Description of the task: Your copy should match the entries exactly, with no images carried over.

Source data:
*** Block opens ***
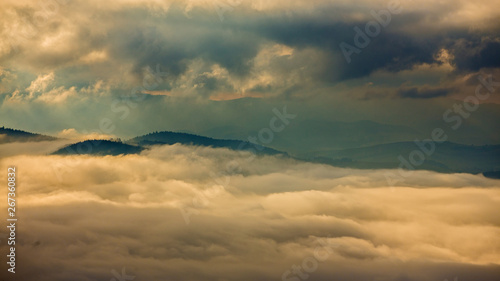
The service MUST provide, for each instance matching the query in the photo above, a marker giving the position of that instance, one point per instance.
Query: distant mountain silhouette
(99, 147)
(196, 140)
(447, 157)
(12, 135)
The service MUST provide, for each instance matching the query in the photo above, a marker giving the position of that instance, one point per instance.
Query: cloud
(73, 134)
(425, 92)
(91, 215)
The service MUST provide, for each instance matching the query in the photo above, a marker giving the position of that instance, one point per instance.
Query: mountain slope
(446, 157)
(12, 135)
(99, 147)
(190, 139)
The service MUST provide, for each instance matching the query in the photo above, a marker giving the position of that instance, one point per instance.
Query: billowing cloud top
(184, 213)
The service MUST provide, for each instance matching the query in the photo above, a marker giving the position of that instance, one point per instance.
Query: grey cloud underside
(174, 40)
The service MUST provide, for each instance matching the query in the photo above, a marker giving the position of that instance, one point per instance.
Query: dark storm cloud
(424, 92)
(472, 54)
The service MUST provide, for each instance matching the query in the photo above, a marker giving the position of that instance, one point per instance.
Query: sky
*** Block closes ***
Task result:
The service MUST provide, for each instance matching the query in the photo above, a marker giving the position of that instance, one point per instance.
Query: distant mountain silhouette
(99, 147)
(196, 140)
(447, 157)
(12, 135)
The service MUST provide, for each instance matching the query in the photo above, a marker giving the position of that instance, one point per instance.
Query: cloud
(73, 134)
(425, 92)
(91, 215)
The service MUST provide, for each instance matching the query in the photo above, a marker giving the position of that instance, one point per instance.
Query: mountain slope
(446, 157)
(12, 135)
(99, 147)
(190, 139)
The service MUST provide, for each instance matching the query in the photo above, a marker giving the position of that instance, one point per instance.
Query: billowing cloud top
(184, 213)
The service MUST provide, for each instance matching the query in the photo above, a marker giving the position of that instance, one point per instance.
Query: grey cloud underside
(174, 40)
The service MUST provide, for each instance matching the query in the photo above, a marker giving the position of that instance, one point per instance.
Query: dark storm cloud
(424, 92)
(472, 54)
The service MUST provide, for each instance matching the query in the photo above, a marker giving the position of that instance, one point per instance.
Query: sky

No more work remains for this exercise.